> BRIEF
Swap each "silver car" in these lines for "gray car" and reproduce the lines with no other change.

# start of RECORDED INFORMATION

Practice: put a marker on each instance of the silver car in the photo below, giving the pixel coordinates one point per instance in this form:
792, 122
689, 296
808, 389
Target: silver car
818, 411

# end of RECORDED INFORMATION

> OUTPUT OF THE EXERCISE
Practice: put a marker on each instance of the gray car in the photo below, giving the pixel coordinates one point per instance in this form:
792, 122
689, 296
808, 389
Target: gray car
818, 411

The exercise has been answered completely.